Here's Your Helmet, What's Your Hurry?: Adam Beach (left) hogs the protective headgear in 'Windtalkers' (with Nicolas Cage).

Guns, God and Guts

'Windtalkers' uses the war in the Pacific for entertainment

By Richard von Busack

ON ONE narrow level, Windtalkers might be recommended as the film in which director John Woo has finally got guns big enough to satisfy him. Close to the finale, Woo spins us around the height of Saipan during the final stages of World War II to watch a Japanese crew use a pair of cannons on an approaching column of U.S. Marines. Woo directs this sequence with the gusto of a kid playing soldiers, using all the arms of the Pacific War--flame-throwers, satchel charges, bayonets, samurai swords. The bamboo erupts with Japanese soldiers leaping out; rolling bombardments send stunt men hurling into the sky. Both sides are artistically torn apart for your entertainment.

Apart from the battle scenes, Nicolas Cage adds some gravity to the story, particularly in a drunk scene in a raw battlefield graveyard. With whiskers on his chops, he's starting to look like Humphrey Bogart. He plays a Bogart type, Sgt. Joe Enders, wounded while in the Solomon Islands. His new assignment is to escort Pvt. Ben Yahzee (Adam Beach). Yahzee is one of the Navajos the U.S. Army uses to confuse Japanese intelligence by radioing information in a language that the Imperial Army wouldn't understand. The title, then, is the Navajo term for these radiomen. But this film talks a lot of wind about religion, too; traveling with Yahzee teaches Enders some lessons about coming to terms with his own lapsed Catholic faith.

REQUEST 1 => Summarize the Windtalkers review in two sentences.
REQUEST 2 => According to the Windtalkers review, where was Sgt. Joe Enders wounded?
REQUEST 3 => Render this sentence from the Windtalkers review in Spanish: "With whiskers on his chops, he's starting to look like Humphrey Bogart."

GIVEN DATA =>

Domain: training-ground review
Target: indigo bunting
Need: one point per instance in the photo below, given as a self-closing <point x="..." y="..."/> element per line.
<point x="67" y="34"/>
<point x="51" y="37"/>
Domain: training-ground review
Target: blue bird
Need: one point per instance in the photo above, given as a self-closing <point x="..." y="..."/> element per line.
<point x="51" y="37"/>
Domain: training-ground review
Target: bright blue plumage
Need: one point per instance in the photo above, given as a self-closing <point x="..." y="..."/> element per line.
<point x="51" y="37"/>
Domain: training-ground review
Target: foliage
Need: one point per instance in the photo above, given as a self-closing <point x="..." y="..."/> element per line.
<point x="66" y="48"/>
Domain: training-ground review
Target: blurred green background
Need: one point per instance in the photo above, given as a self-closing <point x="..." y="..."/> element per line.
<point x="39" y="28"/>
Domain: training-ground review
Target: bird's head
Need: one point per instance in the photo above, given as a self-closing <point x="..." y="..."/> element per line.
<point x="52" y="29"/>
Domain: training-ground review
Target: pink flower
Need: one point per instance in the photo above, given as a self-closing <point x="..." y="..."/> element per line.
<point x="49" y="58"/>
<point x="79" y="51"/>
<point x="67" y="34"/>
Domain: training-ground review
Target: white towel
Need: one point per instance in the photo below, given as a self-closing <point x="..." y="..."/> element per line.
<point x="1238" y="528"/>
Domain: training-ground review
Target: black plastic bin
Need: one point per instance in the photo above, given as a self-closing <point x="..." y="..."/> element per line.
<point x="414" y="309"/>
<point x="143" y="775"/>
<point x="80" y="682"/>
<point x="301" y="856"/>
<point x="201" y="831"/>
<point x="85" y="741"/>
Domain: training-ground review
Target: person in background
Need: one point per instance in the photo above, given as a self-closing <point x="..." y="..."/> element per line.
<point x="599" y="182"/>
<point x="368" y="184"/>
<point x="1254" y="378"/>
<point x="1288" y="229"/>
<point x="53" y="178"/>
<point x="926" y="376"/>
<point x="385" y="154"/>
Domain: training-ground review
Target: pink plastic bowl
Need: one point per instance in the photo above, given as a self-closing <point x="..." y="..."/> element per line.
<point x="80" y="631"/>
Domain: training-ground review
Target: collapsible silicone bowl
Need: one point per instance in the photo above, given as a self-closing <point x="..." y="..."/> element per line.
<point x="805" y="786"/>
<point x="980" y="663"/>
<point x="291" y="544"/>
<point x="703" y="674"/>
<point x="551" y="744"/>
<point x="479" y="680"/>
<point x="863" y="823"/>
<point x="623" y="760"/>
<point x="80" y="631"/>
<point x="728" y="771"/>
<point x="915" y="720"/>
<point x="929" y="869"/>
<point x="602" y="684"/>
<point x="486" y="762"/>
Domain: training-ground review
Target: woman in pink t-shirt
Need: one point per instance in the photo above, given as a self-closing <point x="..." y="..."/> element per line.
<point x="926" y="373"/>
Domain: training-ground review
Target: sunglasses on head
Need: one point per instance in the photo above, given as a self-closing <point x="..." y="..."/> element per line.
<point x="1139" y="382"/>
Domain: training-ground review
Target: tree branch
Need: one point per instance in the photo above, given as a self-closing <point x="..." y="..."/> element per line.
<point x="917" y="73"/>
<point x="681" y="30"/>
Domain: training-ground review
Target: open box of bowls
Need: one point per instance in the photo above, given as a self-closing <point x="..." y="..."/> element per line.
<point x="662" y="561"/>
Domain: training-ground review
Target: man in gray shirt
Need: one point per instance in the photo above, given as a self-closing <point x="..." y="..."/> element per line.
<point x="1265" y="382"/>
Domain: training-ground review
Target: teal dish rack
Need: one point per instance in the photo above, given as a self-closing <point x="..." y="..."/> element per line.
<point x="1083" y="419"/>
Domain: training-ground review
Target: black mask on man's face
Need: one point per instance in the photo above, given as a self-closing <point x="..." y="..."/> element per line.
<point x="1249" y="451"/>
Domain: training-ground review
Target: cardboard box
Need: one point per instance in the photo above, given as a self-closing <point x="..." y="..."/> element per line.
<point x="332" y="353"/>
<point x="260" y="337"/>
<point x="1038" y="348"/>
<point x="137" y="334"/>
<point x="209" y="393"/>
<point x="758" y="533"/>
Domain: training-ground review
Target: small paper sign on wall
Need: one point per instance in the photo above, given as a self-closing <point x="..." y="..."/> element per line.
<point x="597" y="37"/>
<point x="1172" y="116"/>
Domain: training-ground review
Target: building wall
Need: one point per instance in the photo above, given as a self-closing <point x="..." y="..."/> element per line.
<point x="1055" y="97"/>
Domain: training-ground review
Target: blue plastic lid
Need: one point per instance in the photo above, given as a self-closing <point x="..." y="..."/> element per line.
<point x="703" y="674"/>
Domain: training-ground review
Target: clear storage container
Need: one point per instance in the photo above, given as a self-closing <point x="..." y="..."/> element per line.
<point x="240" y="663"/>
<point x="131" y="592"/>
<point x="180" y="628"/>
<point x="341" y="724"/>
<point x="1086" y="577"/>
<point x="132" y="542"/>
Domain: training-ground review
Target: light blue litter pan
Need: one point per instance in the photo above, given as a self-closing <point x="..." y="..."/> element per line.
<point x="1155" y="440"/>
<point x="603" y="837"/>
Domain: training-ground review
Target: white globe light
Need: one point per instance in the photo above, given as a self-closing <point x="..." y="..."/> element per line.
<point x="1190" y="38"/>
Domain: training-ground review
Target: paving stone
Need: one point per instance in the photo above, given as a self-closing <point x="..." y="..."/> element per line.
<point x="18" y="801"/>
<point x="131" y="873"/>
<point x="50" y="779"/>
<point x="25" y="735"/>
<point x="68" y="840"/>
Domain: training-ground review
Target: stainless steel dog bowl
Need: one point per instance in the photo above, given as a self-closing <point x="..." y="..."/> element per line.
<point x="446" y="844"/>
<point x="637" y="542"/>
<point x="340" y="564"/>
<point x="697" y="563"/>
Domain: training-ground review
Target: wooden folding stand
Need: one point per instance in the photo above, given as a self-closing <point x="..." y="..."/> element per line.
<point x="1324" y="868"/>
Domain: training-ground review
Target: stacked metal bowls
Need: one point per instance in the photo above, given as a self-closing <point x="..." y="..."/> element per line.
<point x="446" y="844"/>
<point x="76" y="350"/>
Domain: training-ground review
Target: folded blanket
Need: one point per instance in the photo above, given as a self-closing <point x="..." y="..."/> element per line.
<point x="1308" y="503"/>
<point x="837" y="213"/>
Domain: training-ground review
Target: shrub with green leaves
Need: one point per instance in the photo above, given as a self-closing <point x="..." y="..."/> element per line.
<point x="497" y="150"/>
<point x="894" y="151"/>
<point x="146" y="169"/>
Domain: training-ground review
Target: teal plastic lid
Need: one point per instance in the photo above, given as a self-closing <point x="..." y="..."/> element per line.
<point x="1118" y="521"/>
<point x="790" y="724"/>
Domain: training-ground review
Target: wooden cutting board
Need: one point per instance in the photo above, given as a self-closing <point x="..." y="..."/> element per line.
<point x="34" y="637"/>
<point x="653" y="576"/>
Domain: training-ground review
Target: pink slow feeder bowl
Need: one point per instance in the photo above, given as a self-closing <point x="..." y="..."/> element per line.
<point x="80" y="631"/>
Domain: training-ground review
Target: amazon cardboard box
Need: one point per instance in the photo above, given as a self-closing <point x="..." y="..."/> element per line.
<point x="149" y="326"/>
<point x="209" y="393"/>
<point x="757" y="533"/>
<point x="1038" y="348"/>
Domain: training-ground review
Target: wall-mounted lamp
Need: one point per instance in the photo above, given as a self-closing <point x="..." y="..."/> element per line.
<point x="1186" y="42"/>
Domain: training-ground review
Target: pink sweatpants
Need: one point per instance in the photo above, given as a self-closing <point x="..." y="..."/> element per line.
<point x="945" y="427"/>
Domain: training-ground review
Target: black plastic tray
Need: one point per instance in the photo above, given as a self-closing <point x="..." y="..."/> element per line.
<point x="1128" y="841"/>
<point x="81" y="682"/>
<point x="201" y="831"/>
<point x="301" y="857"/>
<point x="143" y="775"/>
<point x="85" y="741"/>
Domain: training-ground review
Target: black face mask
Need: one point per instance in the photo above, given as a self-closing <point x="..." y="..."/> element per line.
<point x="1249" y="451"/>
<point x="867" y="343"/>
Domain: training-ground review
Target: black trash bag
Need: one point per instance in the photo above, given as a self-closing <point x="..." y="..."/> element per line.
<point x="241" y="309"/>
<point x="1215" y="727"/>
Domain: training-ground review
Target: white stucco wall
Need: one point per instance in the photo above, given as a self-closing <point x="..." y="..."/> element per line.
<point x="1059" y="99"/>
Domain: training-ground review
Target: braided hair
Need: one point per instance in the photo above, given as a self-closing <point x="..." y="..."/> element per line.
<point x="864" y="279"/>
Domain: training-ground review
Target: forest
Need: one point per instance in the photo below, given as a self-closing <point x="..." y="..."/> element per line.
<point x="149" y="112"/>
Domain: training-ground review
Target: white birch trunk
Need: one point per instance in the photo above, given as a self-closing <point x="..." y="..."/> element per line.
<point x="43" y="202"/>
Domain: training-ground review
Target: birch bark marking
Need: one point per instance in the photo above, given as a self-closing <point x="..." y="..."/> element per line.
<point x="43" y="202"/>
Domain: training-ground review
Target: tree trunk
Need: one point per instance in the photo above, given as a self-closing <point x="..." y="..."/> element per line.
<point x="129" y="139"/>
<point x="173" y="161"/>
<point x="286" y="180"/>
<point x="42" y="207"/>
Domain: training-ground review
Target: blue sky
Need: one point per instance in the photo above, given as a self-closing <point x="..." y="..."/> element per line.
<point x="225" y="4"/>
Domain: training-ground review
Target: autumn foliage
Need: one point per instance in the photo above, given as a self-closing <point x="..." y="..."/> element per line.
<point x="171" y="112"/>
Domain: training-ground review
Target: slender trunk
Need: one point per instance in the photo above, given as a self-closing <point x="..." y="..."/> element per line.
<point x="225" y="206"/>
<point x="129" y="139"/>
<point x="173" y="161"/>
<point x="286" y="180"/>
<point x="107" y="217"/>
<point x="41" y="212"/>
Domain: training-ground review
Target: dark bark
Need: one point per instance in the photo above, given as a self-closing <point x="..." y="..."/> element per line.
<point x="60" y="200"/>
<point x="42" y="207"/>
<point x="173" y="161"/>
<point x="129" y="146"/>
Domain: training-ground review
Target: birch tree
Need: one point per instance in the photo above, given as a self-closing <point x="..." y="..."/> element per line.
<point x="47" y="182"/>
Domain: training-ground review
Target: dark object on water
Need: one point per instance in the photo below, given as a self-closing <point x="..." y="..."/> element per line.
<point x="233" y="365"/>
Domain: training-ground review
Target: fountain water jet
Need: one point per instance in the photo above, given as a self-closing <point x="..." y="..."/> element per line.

WORKED SOLUTION 1 => Near the film's finale, John Woo stages a battle on Saipan in the last stages of World War II, using flame-throwers, satchel charges, bayonets and samurai swords to tear both sides apart for entertainment. Outside the battle scenes, Nicolas Cage plays Sgt. Joe Enders, who is assigned to escort the Navajo radioman Pvt. Ben Yahzee and who learns to come to terms with his lapsed Catholic faith along the way.

WORKED SOLUTION 2 => In the Solomon Islands.

WORKED SOLUTION 3 => Con la barba crecida en las mejillas, empieza a parecerse a Humphrey Bogart.